■ The records:
[BEGIN]

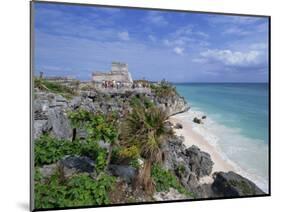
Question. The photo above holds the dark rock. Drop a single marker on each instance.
(74, 164)
(40, 127)
(48, 170)
(128, 173)
(197, 120)
(200, 162)
(231, 184)
(178, 126)
(76, 102)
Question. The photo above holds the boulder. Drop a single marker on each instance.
(60, 124)
(197, 120)
(75, 164)
(48, 170)
(127, 173)
(178, 126)
(76, 102)
(40, 127)
(231, 184)
(200, 162)
(172, 194)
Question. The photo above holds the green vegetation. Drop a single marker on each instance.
(163, 89)
(79, 190)
(49, 149)
(54, 87)
(165, 180)
(144, 130)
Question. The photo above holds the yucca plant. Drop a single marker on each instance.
(145, 128)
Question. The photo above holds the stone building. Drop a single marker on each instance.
(119, 74)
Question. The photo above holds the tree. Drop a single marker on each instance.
(78, 119)
(145, 128)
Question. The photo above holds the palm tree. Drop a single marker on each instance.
(145, 128)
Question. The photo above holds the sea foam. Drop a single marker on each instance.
(245, 155)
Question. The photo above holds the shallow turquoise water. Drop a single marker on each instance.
(237, 105)
(240, 114)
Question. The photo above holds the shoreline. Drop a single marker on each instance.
(192, 137)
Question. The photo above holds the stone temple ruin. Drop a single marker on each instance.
(119, 74)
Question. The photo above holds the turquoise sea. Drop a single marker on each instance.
(239, 119)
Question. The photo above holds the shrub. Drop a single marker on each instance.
(80, 190)
(48, 149)
(54, 87)
(164, 89)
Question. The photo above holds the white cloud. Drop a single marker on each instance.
(236, 31)
(152, 38)
(259, 46)
(232, 58)
(222, 19)
(178, 50)
(156, 18)
(124, 35)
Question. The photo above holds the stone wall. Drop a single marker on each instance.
(119, 73)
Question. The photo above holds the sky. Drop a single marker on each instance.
(76, 40)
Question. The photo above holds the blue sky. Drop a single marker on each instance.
(75, 40)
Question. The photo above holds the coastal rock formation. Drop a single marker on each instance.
(50, 115)
(172, 104)
(74, 164)
(178, 126)
(200, 162)
(172, 194)
(50, 110)
(197, 120)
(231, 184)
(127, 173)
(189, 164)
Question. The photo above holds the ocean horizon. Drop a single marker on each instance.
(237, 123)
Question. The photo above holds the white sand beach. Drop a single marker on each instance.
(191, 137)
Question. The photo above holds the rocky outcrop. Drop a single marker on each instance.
(200, 162)
(231, 184)
(189, 164)
(178, 126)
(75, 164)
(172, 104)
(50, 115)
(197, 120)
(50, 110)
(172, 194)
(127, 173)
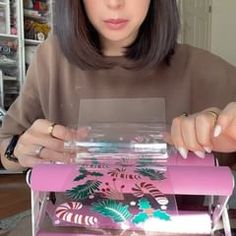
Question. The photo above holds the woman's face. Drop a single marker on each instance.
(117, 21)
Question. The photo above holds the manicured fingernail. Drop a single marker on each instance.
(200, 154)
(217, 131)
(183, 152)
(207, 149)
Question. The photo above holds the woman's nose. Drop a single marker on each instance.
(115, 4)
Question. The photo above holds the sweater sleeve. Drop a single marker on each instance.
(213, 81)
(28, 107)
(213, 85)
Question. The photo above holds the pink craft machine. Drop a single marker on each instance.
(128, 184)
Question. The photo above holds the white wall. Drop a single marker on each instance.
(223, 42)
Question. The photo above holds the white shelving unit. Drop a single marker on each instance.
(38, 22)
(11, 51)
(18, 41)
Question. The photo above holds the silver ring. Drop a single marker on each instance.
(38, 151)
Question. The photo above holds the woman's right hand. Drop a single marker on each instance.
(44, 141)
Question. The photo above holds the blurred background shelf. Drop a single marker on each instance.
(24, 24)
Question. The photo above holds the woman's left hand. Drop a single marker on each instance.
(210, 130)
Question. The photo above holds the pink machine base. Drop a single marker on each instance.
(129, 198)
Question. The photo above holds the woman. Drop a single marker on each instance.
(103, 52)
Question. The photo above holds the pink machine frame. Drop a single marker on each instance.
(193, 176)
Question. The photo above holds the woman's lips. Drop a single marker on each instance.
(116, 24)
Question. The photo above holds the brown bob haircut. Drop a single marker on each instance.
(79, 41)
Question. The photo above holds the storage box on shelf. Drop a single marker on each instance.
(37, 25)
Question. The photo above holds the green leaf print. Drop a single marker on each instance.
(83, 191)
(112, 209)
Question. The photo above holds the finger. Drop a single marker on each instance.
(34, 138)
(167, 138)
(205, 124)
(226, 119)
(188, 130)
(176, 136)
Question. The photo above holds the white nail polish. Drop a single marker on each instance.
(183, 152)
(207, 149)
(200, 154)
(217, 131)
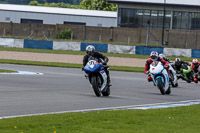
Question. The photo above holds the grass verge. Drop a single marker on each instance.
(170, 120)
(6, 71)
(83, 53)
(68, 65)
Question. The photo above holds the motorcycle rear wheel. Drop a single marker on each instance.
(95, 86)
(161, 86)
(107, 92)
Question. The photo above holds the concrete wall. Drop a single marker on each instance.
(175, 38)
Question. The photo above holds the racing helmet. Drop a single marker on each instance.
(162, 56)
(178, 61)
(90, 49)
(154, 55)
(195, 62)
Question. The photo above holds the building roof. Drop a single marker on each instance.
(168, 2)
(56, 10)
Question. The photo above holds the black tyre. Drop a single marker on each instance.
(95, 86)
(107, 92)
(176, 85)
(172, 79)
(161, 86)
(168, 91)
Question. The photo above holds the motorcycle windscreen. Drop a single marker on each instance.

[END]

■ What the exercise asks: Transcribe all of the records above character for character. Exclude the pictures.

■ Written response:
Question. The photo above holds the dark rock. Drop a single marker on each instance.
(74, 164)
(40, 127)
(48, 170)
(128, 173)
(197, 120)
(200, 162)
(231, 184)
(178, 126)
(76, 102)
Question. The photo above holds the boulder. Drop a single marker on each instance.
(60, 124)
(197, 120)
(75, 164)
(48, 170)
(127, 173)
(178, 126)
(76, 102)
(40, 127)
(231, 184)
(200, 162)
(172, 194)
Question. The photo above holds the green vegetation. Drop a single marker on each instance.
(163, 89)
(79, 190)
(49, 149)
(54, 87)
(165, 180)
(144, 130)
Question. The photo above holds the yucca plant. Drop a single marker on each instance.
(145, 128)
Question. The photo above holds the stone building. Drop a single marker on each instance.
(119, 74)
Question. The photo above holds the tree. Drop a single marker on each instance.
(78, 119)
(145, 128)
Question. The photo above holds the palm tree. Drop a single marker on each instance.
(145, 128)
Question. The photo above holds the sea foam. Drop a single marker on each instance.
(245, 155)
Question. The photo above holds the shallow turquoise water. Drop a single marker on each instance.
(237, 105)
(240, 114)
Question. The photo above holds the shoreline. Drop a single marker on each instance.
(192, 137)
Question. The photo above holds the stone temple ruin. Drop a single marker on each instance.
(119, 74)
Question. The photo above holds the turquoise sea. Drop a single marker on each instance.
(239, 119)
Question. The photo above holds the shrub. Drop a single marker on each instance.
(80, 190)
(48, 149)
(54, 87)
(164, 89)
Question. The photo above holds the white cloud. Drop a single marker on each instance.
(236, 31)
(152, 38)
(259, 46)
(232, 58)
(222, 19)
(178, 50)
(156, 18)
(124, 35)
Question. The photo above holds the stone wall. Drop a single marker on each instance.
(119, 73)
Question. The photo above holds the sky. Drop a single marker on each instance.
(76, 40)
Question. The photo above holds the blue sky. Drop a single marker on each instance.
(75, 40)
Question. The photo above holds the coastal rock formation. Drop a single marker on each instance.
(50, 115)
(172, 104)
(74, 164)
(178, 126)
(200, 162)
(172, 194)
(50, 110)
(197, 120)
(231, 184)
(127, 173)
(189, 164)
Question. The photo above holds the ocean horizon. Drop a single marker on each instance.
(237, 123)
Question. The photo above holds the white sand beach. Drop a single marker on each instance.
(191, 137)
Question. The photo above holds the rocky outcrop. Drop a single marker on each instance.
(200, 162)
(231, 184)
(189, 164)
(178, 126)
(75, 164)
(172, 104)
(50, 115)
(197, 120)
(50, 110)
(172, 194)
(127, 173)
Question. The photo above holds the woman's face. Drop a single marker on each instance.
(117, 21)
Question. The photo above holds the manicured fingernail. Drop a single marker on each instance.
(200, 154)
(217, 131)
(183, 152)
(207, 149)
Question. The photo above holds the woman's nose. Drop a single marker on each instance.
(115, 4)
Question. The photo above holds the sweater sleeve. Drop a single marker on each instance.
(213, 81)
(28, 107)
(213, 85)
Question. The photo above holds the pink craft machine. Drop a single marker on each instance.
(128, 184)
Question. The photo above holds the white wall. Drop a single marker on each instance.
(223, 42)
Question. The photo above holds the white shelving unit. Drop a single marker on each instance.
(38, 22)
(11, 51)
(18, 41)
Question. The photo above holds the silver ring. Drop a single marker on each instance.
(38, 151)
Question. The photo above holds the woman's right hand. Drop a single marker on each instance.
(44, 141)
Question. The photo above holds the blurred background shelf. Drop a single marker on each instance.
(24, 24)
Question. The photo above holds the woman's left hand. Drop a single marker on each instance.
(210, 130)
Question. The photo above holds the pink machine base. Drop a single marker on each instance.
(129, 198)
Question. The photo above holds the woman. Drop a single marker on each instance.
(103, 52)
Question. The photo above holds the pink machine frame. Drop a single marker on each instance.
(193, 176)
Question. The photo above holds the woman's lips. Drop a single marker on each instance.
(116, 24)
Question. The photo above holds the brown bob haircut. Drop a single marker on each instance.
(79, 41)
Question. The photo above holds the storage box on shelf. Drop a single marker on each instance.
(37, 25)
Question. The photo above holds the green leaf print. Drop a single marker on each instance.
(83, 191)
(112, 209)
Question. The photo above holds the finger. Drop a single marker on each instance.
(34, 138)
(167, 138)
(205, 124)
(226, 119)
(188, 130)
(176, 136)
Question. The photo above holds the white nail polish. Drop a single marker on each instance.
(183, 152)
(207, 149)
(200, 154)
(217, 131)
Question. The photo above holds the grass verge. Drop a single marker on each instance.
(170, 120)
(6, 71)
(83, 53)
(68, 65)
Question. The photo above holds the motorcycle rear wheel. Drop a single marker on each instance.
(95, 86)
(161, 86)
(107, 92)
Question. The photo above holds the concrete wall. Drop a single marker on each instance.
(175, 38)
Question. The photo above holds the racing helmet. Drop a single marker on each instance.
(162, 56)
(178, 61)
(90, 49)
(154, 55)
(195, 62)
Question. The photo above holds the building roof. Drop a single marker on each instance.
(168, 2)
(56, 10)
Question. The photo above holds the black tyre. Drop a single marker on each instance.
(95, 86)
(107, 92)
(176, 85)
(172, 79)
(161, 86)
(168, 91)
Question. The photo above holds the motorcycle windscreen. Drop a single marker on each instance.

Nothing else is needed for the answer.